Extracted records:
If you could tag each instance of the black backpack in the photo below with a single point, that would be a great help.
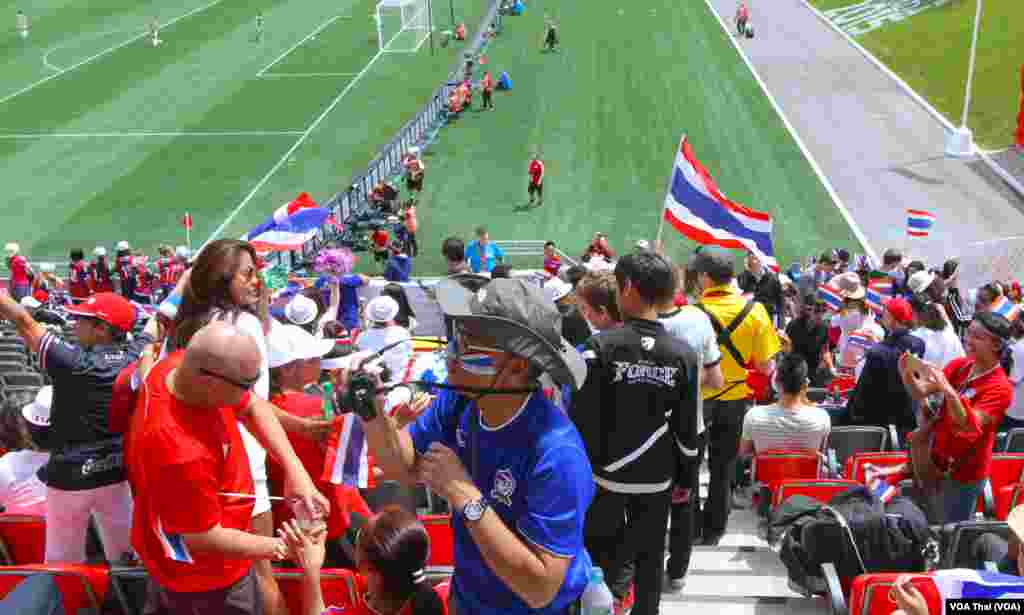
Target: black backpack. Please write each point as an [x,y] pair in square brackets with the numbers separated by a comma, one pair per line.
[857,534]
--
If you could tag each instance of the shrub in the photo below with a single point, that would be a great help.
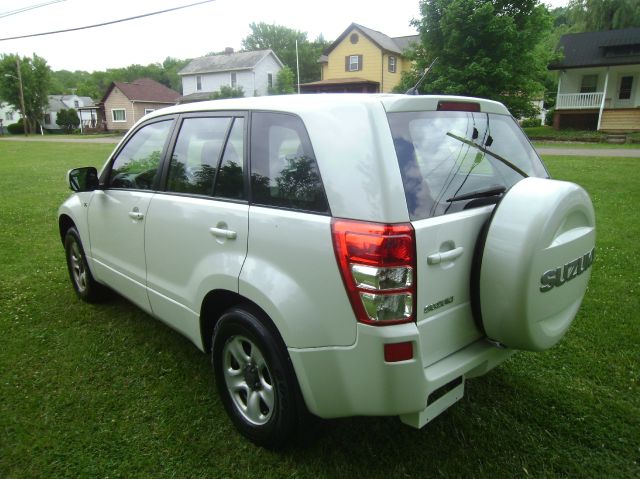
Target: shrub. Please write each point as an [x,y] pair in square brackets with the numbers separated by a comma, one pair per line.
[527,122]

Task: Find every line in the records that contains the word "Target" and copy each of those lines in full. Count only matches with the same capitalization.

Exercise response:
Target: black backpack. Please write each point as an [x,y] pair in square brackets with the numbers separated by a comma, one pair per line.
Target: shrub. Please write each point as an [x,y] pair in square brackets with the numbers separated by a comma, one pair per line.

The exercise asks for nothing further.